*** Opening of SOURCE EXTRACT ***

Ten Steps to Reforming Baby Boomer Retirement
Thursday, March 23, 2006
by John C. Goodman, Devon Herrick, Matt Moore
Table of Contents
- Executive Summary
- Step 1. Improving Traditional Pension Plans
- Step 2. Improving 401(k) Plans
- Step 3. Expanding IRAs
- Step 4. Removing Penalties on Work
- Step 5. Repeal the Social Security Benefits Tax
- Step 6. Using the Roth Method of Taxation
- Step 7. Making Health Insurance Portable
- Step 8. Tax Relief for Post-Retirement Health Insurance
- Step 9. Creating Health Savings Accounts for Seniors
- Step 10. Paying for Long-Term Care
- About the Authors
Step 3. Expanding IRAs
One of the most remarkable characteristics of our retirement system is the completely arbitrary limits that are placed on the opportunities of different people to engage in tax-deferred saving.
This year, workers can contribute up to $15,000 in a 401(k), regardless of income. Older workers — baby boomers age 50 or older — can make an additional “catch-up” contribution of $5,000. IRAs have different limits. Eligible individuals can make tax-deductible contributions to an IRA of only $4,000, or $5,000 if they are age 50 or older. In addition, the tax benefits of IRAs phase out for people with moderate to higher incomes. For example, IRA contributions are fully deductible for singles with incomes up to $32,000 and couples who are married filing jointly with incomes up to $52,000. The deductibility of IRA contributions phases out completely for singles earning $42,000 or more, and for couples who are married filing jointly earning $62,000 or more.
Some workers do not have access to a 401(k) plan because they work for an employer that does not offer one. Others may choose not to join, perhaps because the plan has too few options or is poorly administered. Either way, public policy should provide workers maximum flexibility to choose their retirement investment options. To that end, Congress should equalize the treatment of IRAs and 401(k)s by making the contribution levels to both investment vehicles the same.

*** Close of SOURCE EXTRACT ***
*** Opening of DATA ***

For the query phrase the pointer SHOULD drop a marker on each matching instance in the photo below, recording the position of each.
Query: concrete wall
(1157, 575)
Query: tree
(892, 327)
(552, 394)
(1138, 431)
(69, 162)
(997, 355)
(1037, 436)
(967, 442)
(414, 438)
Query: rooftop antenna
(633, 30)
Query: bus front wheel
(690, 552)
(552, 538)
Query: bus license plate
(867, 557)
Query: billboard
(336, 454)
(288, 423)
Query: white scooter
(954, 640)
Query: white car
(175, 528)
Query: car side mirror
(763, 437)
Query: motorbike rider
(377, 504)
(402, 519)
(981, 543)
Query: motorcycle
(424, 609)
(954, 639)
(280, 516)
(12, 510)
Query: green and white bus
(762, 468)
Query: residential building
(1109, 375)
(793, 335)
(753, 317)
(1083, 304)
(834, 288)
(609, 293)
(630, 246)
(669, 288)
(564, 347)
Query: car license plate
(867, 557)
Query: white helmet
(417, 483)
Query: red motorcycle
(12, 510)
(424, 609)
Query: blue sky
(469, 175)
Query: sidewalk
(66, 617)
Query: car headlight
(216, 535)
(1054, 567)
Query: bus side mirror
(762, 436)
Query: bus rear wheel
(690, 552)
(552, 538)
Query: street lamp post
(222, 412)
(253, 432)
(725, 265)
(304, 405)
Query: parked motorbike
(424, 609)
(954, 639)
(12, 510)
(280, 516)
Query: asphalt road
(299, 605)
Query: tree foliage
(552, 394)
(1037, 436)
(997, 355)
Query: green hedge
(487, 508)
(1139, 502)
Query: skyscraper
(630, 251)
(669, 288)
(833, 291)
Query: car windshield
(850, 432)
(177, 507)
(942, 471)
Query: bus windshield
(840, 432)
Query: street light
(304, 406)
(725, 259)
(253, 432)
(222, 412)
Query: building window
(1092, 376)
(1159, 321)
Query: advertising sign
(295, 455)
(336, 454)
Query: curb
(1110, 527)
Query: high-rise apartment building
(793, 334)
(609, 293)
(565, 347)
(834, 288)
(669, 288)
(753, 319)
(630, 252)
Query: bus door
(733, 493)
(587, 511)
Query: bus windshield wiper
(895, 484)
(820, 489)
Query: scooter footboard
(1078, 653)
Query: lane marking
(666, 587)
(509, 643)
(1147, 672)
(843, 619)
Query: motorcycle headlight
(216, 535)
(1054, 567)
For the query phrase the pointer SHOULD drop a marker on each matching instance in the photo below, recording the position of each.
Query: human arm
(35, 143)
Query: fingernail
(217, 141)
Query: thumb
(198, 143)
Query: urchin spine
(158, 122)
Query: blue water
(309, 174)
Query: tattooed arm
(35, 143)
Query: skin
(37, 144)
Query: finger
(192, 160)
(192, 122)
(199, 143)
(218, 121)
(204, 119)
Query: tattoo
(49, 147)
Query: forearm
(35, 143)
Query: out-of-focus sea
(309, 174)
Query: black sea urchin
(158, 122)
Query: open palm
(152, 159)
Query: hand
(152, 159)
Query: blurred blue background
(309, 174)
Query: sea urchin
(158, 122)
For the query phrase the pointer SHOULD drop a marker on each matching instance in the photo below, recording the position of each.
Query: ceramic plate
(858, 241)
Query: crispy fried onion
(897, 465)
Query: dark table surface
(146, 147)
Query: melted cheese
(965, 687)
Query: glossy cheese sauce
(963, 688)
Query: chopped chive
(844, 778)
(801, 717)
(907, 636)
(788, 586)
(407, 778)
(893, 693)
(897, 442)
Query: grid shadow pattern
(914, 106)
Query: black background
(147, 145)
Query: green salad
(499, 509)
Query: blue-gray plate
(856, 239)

*** Close of DATA ***

▶ _INSTRUCTIONS_
A. In the retirement reform text, at what income does the deductibility of IRA contributions phase out completely for single filers?
B. Continue the retirement reform text from where it stops.

▶ _EXPECTED RESULTS_
A. At $42,000 or more.

B.
"Income and contribution limits on Individual Retirement Accounts should be raised."
Tax-advantaged savings can produce more than twice as much retirement income as comparable taxable investments, depending on a person's tax bracket. Thus, an IRA is one of the best ways to save when one doesn't have access to an employer-sponsored plan. When deciding which investment vehicle is best, families also should consider the benefits of Roth IRAs. (See below.)
IRAs are particularly important for women because they are more likely than men to have shorter or inconsistent employment histories. The ability to save money independent of employer-sponsored plans is a challenge for everyone, but for women — who are more likely to be earning lower wages or to be out of the workforce — personal saving is more difficult. Putting discretionary income into a personal retirement savings account competes with setting aside money for preschool, the children's college expenses, medical emergencies or any of the many unplanned events in family life.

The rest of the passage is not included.